• [TEXT PROVIDED]
Exodus 20:3 (NIV) states, “You shall have no other gods before me.” Sometimes investors and managers place the value of money before the needs of their clients and the company. Investors must know the characteristics of which stocks have the potential for risk and return. High risk stocks can go either way, having a big payoff or causing investors to lose money. God expects his followers to only worship and glorify Him. We His followers begin to place the gods of materialism and net worth before Him, they are not representing His best image. Any business activities must be done to benefit all of society and Man should not be corrupted or exploited simply by making a profit.
Management and Dividend Decisions
Company managers are given a strong responsibility. They are depended on by the company to make profitable and appropriate decisions to enhance business activity. With that said, managers also hold a strong importance with investors, since their actions and decisions help influence decisions on investing with a company. For this reason, a naturally developed trust relationship occurs. Managers strive to enhance business activities for their investors, and investors put strong faith in manager capabilities that their finances will be entrusted and utilized in a mutually beneficial manner. Proverbs 27:17 states, “Iron sharpens iron, and one man sharpens another” (English Standard Version). One of those beneficial variables would be dividend consistency.
According to Brealey, Myers, and Marcus (2018) “Managers ‘smooth’ dividends and hate to cut them back. Dividends tend to follow the growth in long-run, sustainable earnings. Transitory fluctuations in earnings rarely affect dividend payouts” (p. 510). Companies, and their managers, strive to continually provide reassurance to their shareholders that managers are doing their best to maintain business stability and seeking gainful practices. Romans 15:4 states, “For whatever was written in former days was written for our instruction, that through endurance and through the encouragement of the Scriptures we might have hope” (ESV). They also do not want to give investors false hope by acting too prematurely. According to Chan, Powell, Shi, and Smith (2018) “Companies therefore increase dividends only in response to a permanent increase in earnings, not to a current rise in earnings if the dividend increase might subsequently have to be rescinded should the earnings rise note be permanent” (p. 127). Managers take the trust relationship between their company and its investors very seriously and work hard to present an honest dedication to their partners. Psalm 111:8 “They are established forever and ever, to be performed with faithfulness and uprightness” (ESV). Managers should concentrate on betterment while not rushing their approach, something such as an increased dividend return that will just be reverted back in a short-time can lead to investor indecisions, and potential drops in the market. According to Brealey, Myers, and Marcus (2018) “It is no surprise, therefore, to find that the announcement of a dividend increase prompts a small rise in the stock price and that a dividend cut results in a fall” (p. 510).

• [RECORDED INFORMATION]

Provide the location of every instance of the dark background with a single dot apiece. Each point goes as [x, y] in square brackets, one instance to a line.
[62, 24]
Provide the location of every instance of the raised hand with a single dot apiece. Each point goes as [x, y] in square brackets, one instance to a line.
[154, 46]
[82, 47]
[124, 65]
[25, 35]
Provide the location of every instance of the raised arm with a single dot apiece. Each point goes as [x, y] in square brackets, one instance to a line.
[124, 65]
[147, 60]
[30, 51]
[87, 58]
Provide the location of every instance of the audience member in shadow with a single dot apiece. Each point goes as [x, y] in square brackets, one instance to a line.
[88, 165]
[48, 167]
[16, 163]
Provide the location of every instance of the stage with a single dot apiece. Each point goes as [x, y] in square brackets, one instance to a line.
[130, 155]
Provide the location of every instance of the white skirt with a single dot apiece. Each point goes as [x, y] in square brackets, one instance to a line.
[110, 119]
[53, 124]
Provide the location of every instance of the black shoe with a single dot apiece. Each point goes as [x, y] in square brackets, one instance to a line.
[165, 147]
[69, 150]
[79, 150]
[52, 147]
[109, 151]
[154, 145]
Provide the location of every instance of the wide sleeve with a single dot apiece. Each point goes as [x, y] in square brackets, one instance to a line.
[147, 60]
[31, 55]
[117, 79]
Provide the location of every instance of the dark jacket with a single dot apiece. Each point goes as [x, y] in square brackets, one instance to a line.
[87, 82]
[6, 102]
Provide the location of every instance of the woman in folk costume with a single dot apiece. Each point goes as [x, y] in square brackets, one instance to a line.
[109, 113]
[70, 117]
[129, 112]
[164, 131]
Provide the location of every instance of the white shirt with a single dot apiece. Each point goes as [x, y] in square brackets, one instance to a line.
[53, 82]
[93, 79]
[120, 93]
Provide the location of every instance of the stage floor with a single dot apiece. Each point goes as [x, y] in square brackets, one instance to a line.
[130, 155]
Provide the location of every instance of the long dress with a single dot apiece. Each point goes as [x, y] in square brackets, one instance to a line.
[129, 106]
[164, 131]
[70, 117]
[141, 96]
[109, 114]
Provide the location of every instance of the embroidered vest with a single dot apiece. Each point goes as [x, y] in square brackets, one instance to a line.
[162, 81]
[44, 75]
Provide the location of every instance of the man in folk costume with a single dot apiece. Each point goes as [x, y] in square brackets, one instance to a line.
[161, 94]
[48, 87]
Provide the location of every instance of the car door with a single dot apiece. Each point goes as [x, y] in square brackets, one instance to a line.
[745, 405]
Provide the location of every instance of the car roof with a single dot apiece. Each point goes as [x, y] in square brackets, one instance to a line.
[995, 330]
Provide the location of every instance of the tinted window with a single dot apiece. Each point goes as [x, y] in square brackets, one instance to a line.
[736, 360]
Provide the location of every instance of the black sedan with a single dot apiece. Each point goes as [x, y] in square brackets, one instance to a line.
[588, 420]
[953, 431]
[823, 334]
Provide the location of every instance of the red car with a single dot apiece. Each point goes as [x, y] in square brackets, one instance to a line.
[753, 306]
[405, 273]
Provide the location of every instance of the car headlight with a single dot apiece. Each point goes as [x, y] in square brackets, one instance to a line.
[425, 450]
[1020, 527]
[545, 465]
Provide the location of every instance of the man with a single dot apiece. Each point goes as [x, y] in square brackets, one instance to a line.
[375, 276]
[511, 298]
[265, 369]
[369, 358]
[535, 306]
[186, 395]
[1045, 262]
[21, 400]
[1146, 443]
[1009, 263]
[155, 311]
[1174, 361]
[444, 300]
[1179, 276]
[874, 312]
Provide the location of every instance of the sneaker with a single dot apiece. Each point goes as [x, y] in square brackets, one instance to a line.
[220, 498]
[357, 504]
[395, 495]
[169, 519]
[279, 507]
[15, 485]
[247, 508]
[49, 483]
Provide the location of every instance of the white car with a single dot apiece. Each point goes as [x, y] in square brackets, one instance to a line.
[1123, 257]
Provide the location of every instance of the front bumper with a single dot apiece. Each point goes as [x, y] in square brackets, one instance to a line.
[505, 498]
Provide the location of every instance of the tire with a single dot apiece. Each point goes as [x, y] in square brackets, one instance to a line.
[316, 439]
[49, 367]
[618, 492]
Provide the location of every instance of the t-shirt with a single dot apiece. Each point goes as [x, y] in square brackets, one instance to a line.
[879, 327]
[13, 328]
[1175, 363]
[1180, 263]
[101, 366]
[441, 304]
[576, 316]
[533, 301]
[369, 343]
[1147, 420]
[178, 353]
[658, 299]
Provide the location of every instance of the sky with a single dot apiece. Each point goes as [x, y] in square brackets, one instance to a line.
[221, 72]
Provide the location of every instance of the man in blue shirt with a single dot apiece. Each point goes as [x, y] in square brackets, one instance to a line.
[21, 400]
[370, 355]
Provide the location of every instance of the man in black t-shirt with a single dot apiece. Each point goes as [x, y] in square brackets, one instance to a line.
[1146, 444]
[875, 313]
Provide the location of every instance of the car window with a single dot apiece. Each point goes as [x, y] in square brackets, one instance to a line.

• [PARTS OF THE EXERCISE]
A - In the text on faith, investing, and dividend decisions, what does a dividend cut cause in the stock price, according to the quoted source?
B - Please continue the text on faith, investing, and dividend decisions from its final sentence.
The material has no connection to the text on faith, investing, and dividend decisions.

• [THE RESPONSES]
A - A dividend cut results in a fall in the stock price.

B -
Conclusion
Finance professionals are faced with the difficult task making tough decisions that can help or hinder the company or individual whom they are working for “A successful investor is not the one who makes short-term huge profits but the one who sets the clear-cut investment objectives, decides the time and period of investment, studies the market, understands his risk taking ability along with the expected rate of return and also determines the major assets traded on the financial system” (Arora & Marwaha, 2014).
References
Arora, S., & Marwaha, K. (2014). Variables influencing preferences for stocks (high risk investment) vis-à-vis fixed deposits (low-risk investment). International Journal of Law and Management,56(4), 333-343. doi:10.1108/ijlma-07-2013-0032
Brealey, R. A., Myers, S. C., & Marcus, A. J. (2018). Fundamentals of corporate finance (9th ed.). New York, NY: McGraw-Hill.
Chan, K. F., Powell, J. G., Shi, J., & Smith, T. (2018). Dividend persistence and dividend behavior. Accounting and Finance, 58, 127-147. Retrieved from
https://onlinelibrary-wiley-com.ezproxy.liberty.edu/doi/epdf/10.1111/acfi.12208
O’Mahony, J., & Mason, M. (2017). Post-traditional corporate governance. In Globalization and Corporate Citizenship: The Alternative Gaze (pp. 74-90). Routledge.
Yermack, D. (2017). Corporate governance and blockchains. Review of Finance, 21(1), 7-31.
Running head: GROUP THREE – FAITH INTEGRATION 1
Faith Integration 4
Abstract
This group essay will provide a Christian vantage point to help the reader understand topics of finance in a Biblical sense. Each topic will reflect greater understanding of God’s word in today’s global market. The essay is designed to show the relevance of faith integration when doing business in Corporate America. In scripture, the topic of finance is addressed and suggests stewards practice proper morals and ethics in their dealings. The structural design of finance in God’s word is to provide guidelines for the development of mankind.
Key Words: Finance, Corporation, Christian perspective, God’s will
Introduction
In an ever changing world, the Biblical perspective on finance is important to understand to keep with God’s will. Faith integration manifests itself within the practice of leadership through the understanding of God’s word in the Bible. The Bible outlines financial principles that Christians should obey in order to please God. Financial prosperity is outlined in II Timothy 3: 16, “all Scripture is given by inspiration of God, and is profitable for doctrine, for reproof, for correction, for instruction in righteousness” (NKJV). Stewardship can be considered the most important aspect of a Christian’s faith.
Goals and Governance of the Corporation
Religion, particularly Christianity, is not a new element to goals and corporate governance. A corporation is defined as “a business organized as a separate legal entity owned by stockholders” (Brealey, Myers, & Marcus, 2011, p. 8). It is imperative that any organization have a set of goals and governance to be successful. Corporates must use these tools to maximize value for the stakeholders. According to Inauen, Rost, Osterloh and Frey (2010), religious insight into the economic perspective is “worth paying attention to such concepts as faith, spirituality and religion in western organizations,” (p. 39).
As we study the Bible, there are several principles that apply to finance. The main principle is to understand that God is the source of all things. Philippians 4:19 states, “My God shall supply all your need according to his riches in glory by Christ Jesus” (NIV). God is omnipotent and omnipresent. Leaders in positions of influence and decision-making should seek Godly counsel when the final outcome affects the masses. “Blessed is the man that walketh not in the counsel of the ungodly,” Psalm 1:1 (KJV). A Christian CFO’s mission should be to keep the organization out of unnecessary debt and avoid bad investments. According to Proverbs 22:7, “the rich rule over the poor, and the borrower is slave to the lender,” (NIV).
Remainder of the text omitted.